Given exercise 1 -
In the forum thread about threaded rods for a router jig, what is the usual thread size of acme rod?
Given exercise 2 -
Write what comes next in the forum thread about threaded rods for a router jig, starting after its last sentence.

Text excerpt -
- - - - - - -
Hi George - hehehe,,, never know where one of these threads may lead.... 
Anyway, I would cut the threads at one of the standards. For 3/8 rod it would be 16 threads per inch or 3/8-16. That way you can get matching nuts virtually anywhere. Acme thread is a heavy duty industrial thread like you see in the lead screw on a vice. Flat top threads and such. I'm not sure whether tpi is the same or not. 
Good tap and die set or no, if you are looking at the rod I refered to in my previous post, at the McMasters website, I wouldn't risk it. That stuff is pretty tough. Very likely to play dentist on your dies. The 3/8 rod you get at HD should thread fine. 
Actually, I am planning on patterning mine closely after Bob's. Going with a seperate base makes sense because you can define the size of the rods used and aren't locked into the size provided on the router. Those provided on the router were not sized for rods to support the router, merely to hold an edge guide in place.... Vastly different application. That's not to say they won't work, many people have used them. Just that they are likely less than optimum. 
Good Luck and keep us posted


----------



## bobj3 (Jan 17, 2006)

Hi George II

Just my 2 cents 

acme rod is the best,,it's flat so to speak..you can move the router back and forth without nailing the threads or wiping out the router base...

Many routers will take on the 3/8" rod easy but some routers can't take on the 3/8" rods so you need a base to mount the router to..but do use 3/8-24 thread type,,the 3/8-24 thread is not cut as deep as the 3/8-16 so you have more mass to the rod plus most routers have wing screws to lock the base to the rod,,,by using the fine thread you will not smash the threads down..it's a real pain to pull the jig down and chase the threads..aging that's why acme rod works the best it's almost like solid rod..take a look at one of your vises and you should see it...and why they use it...
It's very strong and very hard to distort the threads..

You can almost hit it with a hammer and it will be fine the normal...so to say a thumb screw will not nail it and it will act like solid steel rod..


You can buy acme rod off the net at the right price and the nuts but it's hard to find in the local hardware..the norm is 3/8-12 threads..


The rods should be 36" long the norm ,I use 30" ones, I don't know why it just looked right for me to use it on my router table..I just pop off the fence and I'm set to use it..I drop the cam board in the top of the router table so I don't need to clamp it down..
- - - - - - -
Extracted information -
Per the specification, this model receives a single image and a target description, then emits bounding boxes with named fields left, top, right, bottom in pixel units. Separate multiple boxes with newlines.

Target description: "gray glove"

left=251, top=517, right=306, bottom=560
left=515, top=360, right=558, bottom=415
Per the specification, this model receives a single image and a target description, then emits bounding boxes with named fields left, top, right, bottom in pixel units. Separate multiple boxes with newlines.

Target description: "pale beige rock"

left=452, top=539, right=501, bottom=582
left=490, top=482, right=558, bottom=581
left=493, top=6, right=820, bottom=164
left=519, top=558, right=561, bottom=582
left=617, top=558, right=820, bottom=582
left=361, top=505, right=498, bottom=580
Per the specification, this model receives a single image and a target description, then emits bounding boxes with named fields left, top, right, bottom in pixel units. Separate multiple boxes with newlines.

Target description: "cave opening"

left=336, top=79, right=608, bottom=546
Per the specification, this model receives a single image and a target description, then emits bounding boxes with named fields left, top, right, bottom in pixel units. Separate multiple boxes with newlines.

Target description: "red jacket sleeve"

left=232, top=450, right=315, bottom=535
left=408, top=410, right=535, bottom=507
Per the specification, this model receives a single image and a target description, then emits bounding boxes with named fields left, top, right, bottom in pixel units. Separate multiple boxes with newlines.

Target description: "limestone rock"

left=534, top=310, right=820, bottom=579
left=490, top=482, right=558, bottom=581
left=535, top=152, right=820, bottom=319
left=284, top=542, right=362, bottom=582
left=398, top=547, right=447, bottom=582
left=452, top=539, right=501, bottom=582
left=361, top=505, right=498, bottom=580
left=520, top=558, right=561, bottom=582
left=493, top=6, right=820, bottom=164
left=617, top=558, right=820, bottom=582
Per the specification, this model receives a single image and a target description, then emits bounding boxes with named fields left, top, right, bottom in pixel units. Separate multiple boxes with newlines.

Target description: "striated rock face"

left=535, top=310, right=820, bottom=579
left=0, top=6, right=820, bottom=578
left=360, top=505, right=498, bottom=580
- - - - - - -
Final answer 1 -
3/8-12.

Final answer 2 -
=========






George II said:


> Thanks to all for responding to my question. According to the advice of the collective I shall go with the 3/8 rod. I do have a great tap and die set to cut the threads....Dare I ask what size to thread it?..As far as the rod my choices are rather limited...HD or Lowes what is a acme rod? Also how long should the rod be to be effective?
> I love it when a plan comes together. I noticed that Bob mounted his rods on a base the he made to support his router...I'm in no way that advanced enough to make that leap..another day maybe. Again I want to thank everyone for their great input..
> 
> The Other George..


----------



## Lemuzz (Jul 25, 2008)

A small tip. Use hot dipped nuts on the threaded rod. They are cut oversized and spin on easily.


----------



## George II (Nov 8, 2007)

Here is a update on my ski construction. 
Got the 3/8 rods from Lowes. Ran the die down each end to a 6 inch mark..Here is where I found the rods slightly bent..like they were put in a cutter and pushed down to complete the cut. No big thing they got threaded anyway..took 4 beers to complete.

Cut, shaped and grooved the end pieces. Everything is coming along smoothly..here is where I am wondering about hand placement..I have noticed that Harry bends his hands from a vertical to a horizontal to grasp and control the end pieces. To my way of thinking that would be un-natural. I would probably feel more comfortable with my hands at the vertical. Any thoughts on this? Pro or con would be appreciated. 
I will post photos when it's completed..Also I would appreciated any pointers on how to use this thing..ie; bits, depth and distance between the end plates.
Thanks to all for the help and guidance. 

Best Regards.
George II
The other George


----------



## bobj3 (Jan 17, 2006)

Hi George II

Here's a way to do it with one beer,chuck the threaded rod in the battery drill and some cutting oil on the rod and let it rip all the way..

==========


----------



## George II (Nov 8, 2007)

bobj3 said:


> Hi George II
> 
> Here's a way to do it with one beer,chuck the threaded rod in the battery drill and some cutting oil on the rod and let it rip all the way..
> 
> ==========


I would Bob but am afraid the beer will spoil..


----------



## bobj3 (Jan 17, 2006)

Hi George

hahahahahahahahaha LOL

I didn't know the beer could spoil ,, I have a 6 pack in the ref.for about a year now...and one or two in the pop machine also about a year old..  ,,,I drink alot of beer  

====



George II said:


> I would Bob but am afraid the beer will spoil..


----------



## George II (Nov 8, 2007)

They don't spoil? Damn you learn something new every day....Bob, What are you thoughts on ski handle position?


----------



## bobj3 (Jan 17, 2006)

Hi George

JUst my 2 cents 

The router comes with handles and that's where I put my hands most of the time..

I do use a plunge router on the ski jigs and I'm always plunging it down...or letting it up...I know some like to use the skis but for me it's not the place for my hands ,I want my hand right next to the power switch and the lock down bar for the router...

============



George II said:


> They don't spoil? Damn you learn something new every day....Bob, What are you thoughts on ski handle position?


----------



## BigJimAK (Mar 13, 2009)

I agree that holding the router is best and safer.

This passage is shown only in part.